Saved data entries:
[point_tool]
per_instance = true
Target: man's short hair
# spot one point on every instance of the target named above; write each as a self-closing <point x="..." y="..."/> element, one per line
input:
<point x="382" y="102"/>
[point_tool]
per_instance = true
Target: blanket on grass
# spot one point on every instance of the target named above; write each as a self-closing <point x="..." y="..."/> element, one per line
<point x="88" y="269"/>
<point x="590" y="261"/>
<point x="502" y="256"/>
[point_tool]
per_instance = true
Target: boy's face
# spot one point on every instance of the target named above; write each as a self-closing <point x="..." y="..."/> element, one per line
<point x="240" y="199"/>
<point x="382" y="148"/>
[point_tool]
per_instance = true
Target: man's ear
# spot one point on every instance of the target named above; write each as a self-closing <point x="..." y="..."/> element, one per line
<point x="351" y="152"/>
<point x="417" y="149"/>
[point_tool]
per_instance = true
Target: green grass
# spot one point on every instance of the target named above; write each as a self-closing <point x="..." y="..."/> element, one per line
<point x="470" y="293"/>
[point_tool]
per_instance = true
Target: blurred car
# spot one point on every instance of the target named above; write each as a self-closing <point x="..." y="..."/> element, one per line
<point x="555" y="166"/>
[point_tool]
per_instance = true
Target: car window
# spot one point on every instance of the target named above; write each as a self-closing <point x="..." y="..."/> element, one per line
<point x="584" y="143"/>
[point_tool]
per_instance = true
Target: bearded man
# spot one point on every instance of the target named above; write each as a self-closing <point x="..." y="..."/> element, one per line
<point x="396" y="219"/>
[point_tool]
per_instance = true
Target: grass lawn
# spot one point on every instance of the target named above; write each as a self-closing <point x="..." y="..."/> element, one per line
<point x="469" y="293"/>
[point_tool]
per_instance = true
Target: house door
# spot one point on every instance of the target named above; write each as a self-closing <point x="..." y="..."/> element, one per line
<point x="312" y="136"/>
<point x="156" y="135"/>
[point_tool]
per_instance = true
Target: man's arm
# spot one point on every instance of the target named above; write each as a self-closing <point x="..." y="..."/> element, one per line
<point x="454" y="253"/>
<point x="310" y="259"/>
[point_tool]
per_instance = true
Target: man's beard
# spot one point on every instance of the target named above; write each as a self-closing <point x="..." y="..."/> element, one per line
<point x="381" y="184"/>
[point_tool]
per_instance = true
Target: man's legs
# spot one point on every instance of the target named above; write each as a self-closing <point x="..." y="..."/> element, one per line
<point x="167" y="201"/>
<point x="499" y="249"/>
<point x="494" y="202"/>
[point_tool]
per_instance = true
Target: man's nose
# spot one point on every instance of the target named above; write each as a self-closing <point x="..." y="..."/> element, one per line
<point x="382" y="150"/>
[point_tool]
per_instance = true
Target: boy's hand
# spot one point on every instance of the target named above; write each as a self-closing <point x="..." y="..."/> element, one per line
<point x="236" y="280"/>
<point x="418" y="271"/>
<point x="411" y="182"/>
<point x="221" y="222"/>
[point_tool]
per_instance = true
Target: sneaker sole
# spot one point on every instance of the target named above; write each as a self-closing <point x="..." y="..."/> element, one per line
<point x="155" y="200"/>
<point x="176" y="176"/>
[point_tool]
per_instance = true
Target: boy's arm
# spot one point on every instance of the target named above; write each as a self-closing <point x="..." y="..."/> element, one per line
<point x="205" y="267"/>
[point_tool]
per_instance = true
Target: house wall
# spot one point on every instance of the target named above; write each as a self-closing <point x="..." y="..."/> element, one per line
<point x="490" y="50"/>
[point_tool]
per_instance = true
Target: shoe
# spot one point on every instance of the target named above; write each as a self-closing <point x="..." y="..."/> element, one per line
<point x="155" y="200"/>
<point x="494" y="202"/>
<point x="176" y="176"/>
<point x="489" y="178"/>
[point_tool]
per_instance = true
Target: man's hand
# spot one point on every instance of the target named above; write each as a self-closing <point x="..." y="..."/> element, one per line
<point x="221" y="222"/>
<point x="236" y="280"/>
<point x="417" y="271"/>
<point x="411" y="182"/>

What you are asked to do: Return the entries above exactly as they appear.

Expected answer:
[point_tool]
per_instance = true
Target: man's short hair
# spot one point on every instance of the target named above; write each as a self-closing <point x="..." y="..."/> element, one per line
input:
<point x="382" y="102"/>
[point_tool]
per_instance = true
Target: blanket on grass
# spot one point on every instance of the target named above; write each as a self-closing <point x="..." y="..."/> element, one per line
<point x="88" y="269"/>
<point x="590" y="261"/>
<point x="502" y="256"/>
[point_tool]
per_instance = true
Target: boy's face
# spot one point on every instance of the target named above; write each as a self-closing <point x="..." y="..."/> element, one per line
<point x="240" y="199"/>
<point x="382" y="148"/>
[point_tool]
per_instance = true
Target: man's ear
# spot one point on every instance of the target named above; write each as a self-closing <point x="..." y="..."/> element, one per line
<point x="351" y="152"/>
<point x="417" y="149"/>
[point_tool]
per_instance = true
Target: green grass
# spot one point on every instance of the target named above; write each as a self-closing <point x="..." y="..."/> element, one per line
<point x="470" y="293"/>
[point_tool]
per_instance = true
Target: blurred car
# spot one point on every instance of the target named above; write each as a self-closing <point x="..." y="..."/> element, one per line
<point x="555" y="166"/>
[point_tool]
per_instance = true
Target: car window
# spot one point on every instance of the target named above; write each as a self-closing <point x="..." y="..."/> element, one per line
<point x="584" y="143"/>
[point_tool]
per_instance = true
Target: bearded man
# spot one point on every instance of the target named above; write each as a self-closing <point x="..." y="..."/> element, one per line
<point x="396" y="219"/>
[point_tool]
per_instance = true
Target: grass lawn
# spot one point on every instance of the target named above; write each as a self-closing <point x="..." y="..."/> element, one per line
<point x="469" y="293"/>
[point_tool]
per_instance = true
Target: house door
# spot one point on every instance of the target named above; write each as a self-closing <point x="..." y="..."/> element, one per line
<point x="312" y="136"/>
<point x="156" y="135"/>
[point_tool]
per_instance = true
Target: man's arm
# spot one point on every instance of the target named above; write each as a self-closing <point x="..." y="..."/> element, one per line
<point x="454" y="253"/>
<point x="310" y="259"/>
[point_tool]
per_instance = true
Target: man's beard
# spot one point on every instance of the target named above; write each as a self-closing <point x="..." y="..."/> element, one per line
<point x="381" y="184"/>
[point_tool]
per_instance = true
Target: man's legs
# spot one point on every instance of the target named above; write each as a self-closing <point x="..." y="..."/> element, one per line
<point x="167" y="201"/>
<point x="499" y="249"/>
<point x="494" y="202"/>
[point_tool]
per_instance = true
Target: man's nose
# spot one point on every instance of the target named above; write each as a self-closing <point x="..." y="..."/> element, one per line
<point x="382" y="150"/>
[point_tool]
per_instance = true
Target: boy's hand
# spot one point on every instance of the target named above; write each as a self-closing <point x="..." y="..."/> element, one per line
<point x="236" y="280"/>
<point x="418" y="271"/>
<point x="411" y="182"/>
<point x="221" y="222"/>
[point_tool]
per_instance = true
Target: sneaker sole
# spot one point on every instance of the target named above; write each as a self-closing <point x="..." y="..."/> element, one per line
<point x="155" y="200"/>
<point x="176" y="176"/>
[point_tool]
per_instance = true
Target: boy's arm
# spot one point on every instance of the target named above; write each as a self-closing <point x="..." y="..."/> element, one per line
<point x="205" y="267"/>
[point_tool]
per_instance = true
Target: house wall
# spot one point on every instance of the target named above; write each as a self-closing <point x="..." y="..."/> element, one per line
<point x="490" y="50"/>
[point_tool]
per_instance = true
Target: shoe
# spot one point on every instance of the target named above; write each as a self-closing <point x="..." y="..."/> element, one per line
<point x="155" y="200"/>
<point x="494" y="202"/>
<point x="176" y="176"/>
<point x="489" y="178"/>
[point_tool]
per_instance = true
Target: man's hand
# spot one point on every instance of the target named above; write each as a self-closing <point x="..." y="..."/> element, one per line
<point x="221" y="222"/>
<point x="236" y="280"/>
<point x="417" y="271"/>
<point x="411" y="182"/>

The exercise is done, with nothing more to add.